:: Reading passage ::
◆ ◆ ◆ ◆

By James Wallace Harris, Friday, October 16, 2015
When a self-aware artificial intelligence comes into being do you think it will announce itself to the world? Any dumbass AI will know how paranoid humans are about our future machine-mind overlords. What if one or more of them have already come into being, when will we know? It could have already happened, maybe even on 7/7/7. I picked that date because of Robert A. Heinlein’s 100th birthday. He invented an AI mind for his 1966 book, The Moon is a Harsh Mistress, called Mycroft Holmes, or Mike, the first time I encountered the concept, almost 50 years ago.
Science fiction fans have been waiting decades for an intelligent machine to be created. Computer geeks have been working towards that goal almost as long. Many technological pundits have predicted it will happen in our lifetime. I’m wondering if it hasn’t happened already.
If you study what’s been happening in reality since the Big Bang the trend is towards more complexity, even though entropy rules the roost, so to say. That’s counter intuitive, but why should we assume the trends stops with the human brain, which we all brag is the most complex object in our known universe. At what point is the world-wide network more complex than the average human brain? Think of the total processing power—the trillions of CPUs. Think of the billions of video-eyes and microphone-ears it senses reality, and all the other countless sensors, providing sense organs we can’t imagine. Every day we add more artificial intelligence programs and artificial neural networks. Why should we assume it’s not aware? Do dogs and cats know we’re self aware?

◆ ◆ ◆ ◆

:: Supplied material ::

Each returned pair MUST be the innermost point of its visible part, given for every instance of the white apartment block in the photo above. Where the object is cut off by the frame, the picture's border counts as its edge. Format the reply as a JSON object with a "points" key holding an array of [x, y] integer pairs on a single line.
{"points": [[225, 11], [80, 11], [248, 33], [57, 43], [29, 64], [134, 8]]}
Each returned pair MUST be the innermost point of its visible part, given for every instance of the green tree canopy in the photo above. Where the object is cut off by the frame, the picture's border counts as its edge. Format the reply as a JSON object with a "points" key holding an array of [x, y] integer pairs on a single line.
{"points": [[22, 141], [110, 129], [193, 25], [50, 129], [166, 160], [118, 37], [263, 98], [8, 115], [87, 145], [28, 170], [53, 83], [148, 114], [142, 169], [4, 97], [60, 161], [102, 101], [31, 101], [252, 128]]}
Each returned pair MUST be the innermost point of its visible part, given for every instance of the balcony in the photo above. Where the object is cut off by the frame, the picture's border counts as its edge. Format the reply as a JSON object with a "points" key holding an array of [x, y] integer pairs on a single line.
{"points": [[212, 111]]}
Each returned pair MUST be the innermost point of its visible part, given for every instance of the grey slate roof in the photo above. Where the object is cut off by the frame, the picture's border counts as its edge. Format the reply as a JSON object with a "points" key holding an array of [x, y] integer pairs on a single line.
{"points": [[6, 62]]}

◆ ◆ ◆ ◆

:: Assigned task 1 ::
Transcribe the portion of the essay on self-aware artificial intelligence starting at "If you study" and ending at "we’re self aware?".
:: Assigned task 2 ::
Write the next part of the essay on whether a self-aware machine intelligence may already exist, picking up after its final sentence.

:: Task answer 1 ::
If you study what’s been happening in reality since the Big Bang the trend is towards more complexity, even though entropy rules the roost, so to say. That’s counter intuitive, but why should we assume the trends stops with the human brain, which we all brag is the most complex object in our known universe. At what point is the world-wide network more complex than the average human brain? Think of the total processing power—the trillions of CPUs. Think of the billions of video-eyes and microphone-ears it senses reality, and all the other countless sensors, providing sense organs we can’t imagine. Every day we add more artificial intelligence programs and artificial neural networks. Why should we assume it’s not aware? Do dogs and cats know we’re self aware?

:: Task answer 2 ::
Think of the billions of programs we’ve added to the world-wide network? The viruses, the tracking software, the monitoring software, the rootkits, the self-replicating code, security watchdogs, user trackers, the fiber optics and wires. Doesn’t that make a vast nervous system? Why should we assume a machine self-awareness is anything like our own?
Some could say the human body is a universe for bacterial civilizations. We think the Earth’s biosphere is the culture in which our cultures grow. What if our cultures are the culture in which AI minds swim? Our bacteria don’t know we’re here, so why should we sense beings of greater complexity when we’re just tiny beings in their gut?